| Task brief |
Every record must be repeated exactly; omit any pictures they contain.

[Referring expression data]
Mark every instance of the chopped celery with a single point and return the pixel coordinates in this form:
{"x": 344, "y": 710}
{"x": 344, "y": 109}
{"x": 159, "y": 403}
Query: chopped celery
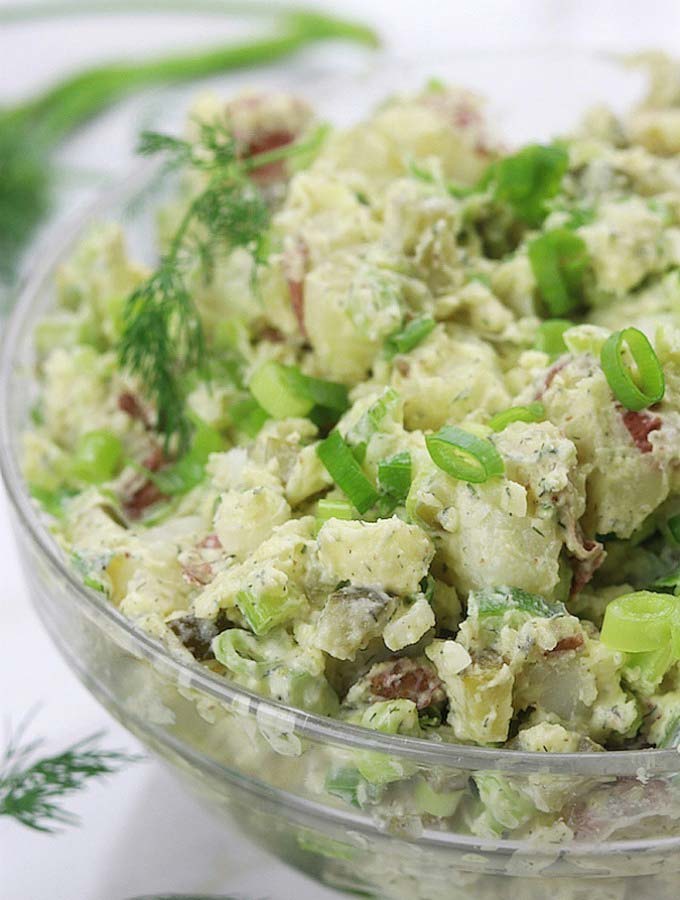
{"x": 266, "y": 612}
{"x": 435, "y": 803}
{"x": 505, "y": 803}
{"x": 651, "y": 666}
{"x": 98, "y": 455}
{"x": 313, "y": 693}
{"x": 333, "y": 509}
{"x": 313, "y": 842}
{"x": 344, "y": 783}
{"x": 639, "y": 622}
{"x": 407, "y": 338}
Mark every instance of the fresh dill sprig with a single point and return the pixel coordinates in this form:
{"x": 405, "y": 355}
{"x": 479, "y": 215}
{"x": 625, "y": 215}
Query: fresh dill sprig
{"x": 163, "y": 337}
{"x": 30, "y": 792}
{"x": 31, "y": 130}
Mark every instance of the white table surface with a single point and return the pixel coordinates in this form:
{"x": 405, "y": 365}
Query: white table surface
{"x": 140, "y": 832}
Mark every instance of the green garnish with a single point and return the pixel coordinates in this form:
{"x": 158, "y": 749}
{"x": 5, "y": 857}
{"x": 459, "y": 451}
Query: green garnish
{"x": 30, "y": 131}
{"x": 408, "y": 337}
{"x": 342, "y": 466}
{"x": 674, "y": 527}
{"x": 248, "y": 416}
{"x": 550, "y": 336}
{"x": 284, "y": 391}
{"x": 640, "y": 622}
{"x": 189, "y": 470}
{"x": 635, "y": 377}
{"x": 394, "y": 477}
{"x": 334, "y": 509}
{"x": 532, "y": 412}
{"x": 163, "y": 337}
{"x": 464, "y": 455}
{"x": 527, "y": 180}
{"x": 97, "y": 456}
{"x": 559, "y": 260}
{"x": 497, "y": 601}
{"x": 31, "y": 792}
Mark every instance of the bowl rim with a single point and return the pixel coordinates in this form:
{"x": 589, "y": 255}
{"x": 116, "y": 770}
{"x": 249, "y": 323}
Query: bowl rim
{"x": 48, "y": 253}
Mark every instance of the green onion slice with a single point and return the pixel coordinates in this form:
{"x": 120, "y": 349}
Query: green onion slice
{"x": 464, "y": 455}
{"x": 343, "y": 468}
{"x": 674, "y": 527}
{"x": 248, "y": 416}
{"x": 559, "y": 260}
{"x": 635, "y": 385}
{"x": 285, "y": 392}
{"x": 334, "y": 509}
{"x": 408, "y": 337}
{"x": 532, "y": 412}
{"x": 638, "y": 622}
{"x": 394, "y": 476}
{"x": 549, "y": 337}
{"x": 528, "y": 179}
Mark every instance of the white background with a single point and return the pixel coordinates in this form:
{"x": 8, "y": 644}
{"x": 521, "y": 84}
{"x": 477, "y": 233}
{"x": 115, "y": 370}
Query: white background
{"x": 140, "y": 832}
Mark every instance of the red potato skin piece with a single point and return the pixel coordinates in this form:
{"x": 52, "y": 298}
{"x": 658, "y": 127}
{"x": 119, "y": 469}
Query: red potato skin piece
{"x": 573, "y": 642}
{"x": 262, "y": 144}
{"x": 639, "y": 426}
{"x": 407, "y": 680}
{"x": 296, "y": 289}
{"x": 130, "y": 404}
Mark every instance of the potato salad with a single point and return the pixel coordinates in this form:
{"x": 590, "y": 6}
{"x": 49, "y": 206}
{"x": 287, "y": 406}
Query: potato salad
{"x": 390, "y": 431}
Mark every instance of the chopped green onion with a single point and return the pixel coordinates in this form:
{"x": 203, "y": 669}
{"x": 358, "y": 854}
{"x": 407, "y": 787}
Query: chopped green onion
{"x": 674, "y": 527}
{"x": 280, "y": 391}
{"x": 532, "y": 412}
{"x": 343, "y": 468}
{"x": 409, "y": 336}
{"x": 440, "y": 804}
{"x": 344, "y": 783}
{"x": 248, "y": 416}
{"x": 559, "y": 260}
{"x": 98, "y": 456}
{"x": 189, "y": 470}
{"x": 284, "y": 392}
{"x": 334, "y": 509}
{"x": 394, "y": 476}
{"x": 635, "y": 388}
{"x": 464, "y": 455}
{"x": 528, "y": 179}
{"x": 266, "y": 612}
{"x": 549, "y": 337}
{"x": 497, "y": 601}
{"x": 638, "y": 622}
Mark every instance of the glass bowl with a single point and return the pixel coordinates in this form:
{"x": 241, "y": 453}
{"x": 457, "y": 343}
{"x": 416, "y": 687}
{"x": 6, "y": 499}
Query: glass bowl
{"x": 265, "y": 766}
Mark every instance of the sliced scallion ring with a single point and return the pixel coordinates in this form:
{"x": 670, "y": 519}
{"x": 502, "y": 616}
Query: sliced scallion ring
{"x": 633, "y": 389}
{"x": 346, "y": 472}
{"x": 464, "y": 455}
{"x": 532, "y": 412}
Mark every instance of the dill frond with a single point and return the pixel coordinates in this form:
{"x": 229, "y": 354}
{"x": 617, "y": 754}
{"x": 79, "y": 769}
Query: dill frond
{"x": 162, "y": 337}
{"x": 31, "y": 792}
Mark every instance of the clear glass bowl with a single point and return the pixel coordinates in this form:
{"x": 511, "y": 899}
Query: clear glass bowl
{"x": 264, "y": 765}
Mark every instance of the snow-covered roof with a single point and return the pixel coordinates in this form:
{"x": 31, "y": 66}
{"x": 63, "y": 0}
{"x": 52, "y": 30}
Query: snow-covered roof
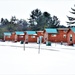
{"x": 19, "y": 32}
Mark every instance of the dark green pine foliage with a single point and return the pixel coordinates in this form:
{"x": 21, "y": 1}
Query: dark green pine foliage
{"x": 71, "y": 19}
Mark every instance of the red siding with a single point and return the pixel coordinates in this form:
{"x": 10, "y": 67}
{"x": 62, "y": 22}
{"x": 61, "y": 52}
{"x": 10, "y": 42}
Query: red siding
{"x": 73, "y": 37}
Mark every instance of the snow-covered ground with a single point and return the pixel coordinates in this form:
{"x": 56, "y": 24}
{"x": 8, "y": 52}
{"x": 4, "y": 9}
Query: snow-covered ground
{"x": 55, "y": 59}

| Exercise answer |
Mark every instance of the chopped celery with a single point and return the pixel coordinates in this form:
{"x": 344, "y": 710}
{"x": 344, "y": 109}
{"x": 159, "y": 403}
Query: chopped celery
{"x": 266, "y": 612}
{"x": 435, "y": 803}
{"x": 505, "y": 803}
{"x": 651, "y": 666}
{"x": 98, "y": 455}
{"x": 313, "y": 693}
{"x": 333, "y": 509}
{"x": 313, "y": 842}
{"x": 344, "y": 783}
{"x": 639, "y": 622}
{"x": 407, "y": 338}
Mark every instance of the fresh dill sprig with a single point and return the pixel coordinates in this form:
{"x": 405, "y": 355}
{"x": 479, "y": 215}
{"x": 625, "y": 215}
Query: fresh dill sprig
{"x": 163, "y": 337}
{"x": 30, "y": 792}
{"x": 31, "y": 130}
Mark every instance of the white table surface with a single point and return the pixel coordinates in this form:
{"x": 405, "y": 365}
Query: white table surface
{"x": 140, "y": 832}
Mark every instance of the green garnish with a single point and return the pixel coordinates in this form:
{"x": 158, "y": 749}
{"x": 5, "y": 857}
{"x": 459, "y": 451}
Query: green garnish
{"x": 30, "y": 131}
{"x": 408, "y": 337}
{"x": 342, "y": 466}
{"x": 674, "y": 527}
{"x": 248, "y": 416}
{"x": 550, "y": 336}
{"x": 284, "y": 391}
{"x": 640, "y": 622}
{"x": 189, "y": 470}
{"x": 635, "y": 377}
{"x": 394, "y": 477}
{"x": 334, "y": 509}
{"x": 532, "y": 412}
{"x": 163, "y": 337}
{"x": 464, "y": 455}
{"x": 527, "y": 180}
{"x": 97, "y": 456}
{"x": 559, "y": 260}
{"x": 497, "y": 601}
{"x": 31, "y": 792}
Mark every instance of the bowl rim with a single point and return the pixel coordinates in this form:
{"x": 589, "y": 255}
{"x": 116, "y": 770}
{"x": 249, "y": 323}
Query: bowl rim
{"x": 48, "y": 253}
Mark every instance of the green onion slice with a single point and return the pixel coordinates in this form:
{"x": 120, "y": 349}
Query: green onion slice
{"x": 464, "y": 455}
{"x": 343, "y": 468}
{"x": 674, "y": 527}
{"x": 248, "y": 416}
{"x": 559, "y": 260}
{"x": 635, "y": 385}
{"x": 285, "y": 392}
{"x": 334, "y": 509}
{"x": 408, "y": 337}
{"x": 532, "y": 412}
{"x": 638, "y": 622}
{"x": 394, "y": 476}
{"x": 549, "y": 337}
{"x": 528, "y": 179}
Mark every instance of the white background with a single point and return the pixel coordinates in this form:
{"x": 8, "y": 644}
{"x": 521, "y": 84}
{"x": 477, "y": 233}
{"x": 115, "y": 370}
Query: white background
{"x": 140, "y": 832}
Mark every instance of the red potato skin piece with a single point and return the pixel coordinates in this form:
{"x": 52, "y": 298}
{"x": 658, "y": 127}
{"x": 119, "y": 469}
Query: red potato skin piece
{"x": 573, "y": 642}
{"x": 262, "y": 144}
{"x": 639, "y": 426}
{"x": 407, "y": 680}
{"x": 296, "y": 289}
{"x": 130, "y": 404}
Mark every instance of the potato salad with a single point and return the pixel coordinates in this form:
{"x": 590, "y": 6}
{"x": 49, "y": 206}
{"x": 287, "y": 406}
Query: potato salad
{"x": 390, "y": 431}
Mark every instance of the chopped green onion with a single point and return the pixel coordinates in this form:
{"x": 203, "y": 669}
{"x": 358, "y": 854}
{"x": 407, "y": 787}
Query: chopped green onion
{"x": 674, "y": 527}
{"x": 280, "y": 391}
{"x": 532, "y": 412}
{"x": 343, "y": 468}
{"x": 409, "y": 336}
{"x": 440, "y": 804}
{"x": 344, "y": 783}
{"x": 248, "y": 416}
{"x": 559, "y": 260}
{"x": 98, "y": 456}
{"x": 189, "y": 470}
{"x": 284, "y": 392}
{"x": 334, "y": 509}
{"x": 394, "y": 476}
{"x": 635, "y": 388}
{"x": 464, "y": 455}
{"x": 528, "y": 179}
{"x": 266, "y": 612}
{"x": 549, "y": 337}
{"x": 497, "y": 601}
{"x": 638, "y": 622}
Mark every instance of the glass bowl with a single point and return the pixel coordinates in this form:
{"x": 241, "y": 453}
{"x": 457, "y": 343}
{"x": 416, "y": 687}
{"x": 6, "y": 499}
Query: glass bowl
{"x": 265, "y": 766}
Mark every instance of the sliced scallion ring with a single point and return the pixel coordinates in this form:
{"x": 670, "y": 519}
{"x": 502, "y": 616}
Query: sliced scallion ring
{"x": 633, "y": 389}
{"x": 346, "y": 472}
{"x": 464, "y": 455}
{"x": 532, "y": 412}
Mark every instance of the dill frond with a single point and return the pixel coordinates in this form:
{"x": 229, "y": 354}
{"x": 617, "y": 754}
{"x": 79, "y": 769}
Query: dill frond
{"x": 162, "y": 337}
{"x": 31, "y": 792}
Mark every instance of the clear glass bowl with a single point and return the pixel coordinates in this form:
{"x": 511, "y": 899}
Query: clear glass bowl
{"x": 264, "y": 765}
Mark every instance of the snow-covered roof with a single point and return the pixel coordinates in this form:
{"x": 31, "y": 66}
{"x": 63, "y": 0}
{"x": 52, "y": 30}
Query: snow-covered roof
{"x": 19, "y": 32}
Mark every instance of the dark green pine foliage with a single point and return the pixel coordinates in this form:
{"x": 21, "y": 1}
Query: dark green pine foliage
{"x": 71, "y": 19}
Mark every instance of the red siding with a single point and return the pixel coordinates in this form:
{"x": 10, "y": 67}
{"x": 62, "y": 22}
{"x": 61, "y": 52}
{"x": 10, "y": 42}
Query: red siding
{"x": 73, "y": 37}
Mark every instance of the snow-covered ground with a single point and return the pixel coordinates in this form:
{"x": 56, "y": 24}
{"x": 8, "y": 52}
{"x": 4, "y": 9}
Query: snow-covered ground
{"x": 55, "y": 59}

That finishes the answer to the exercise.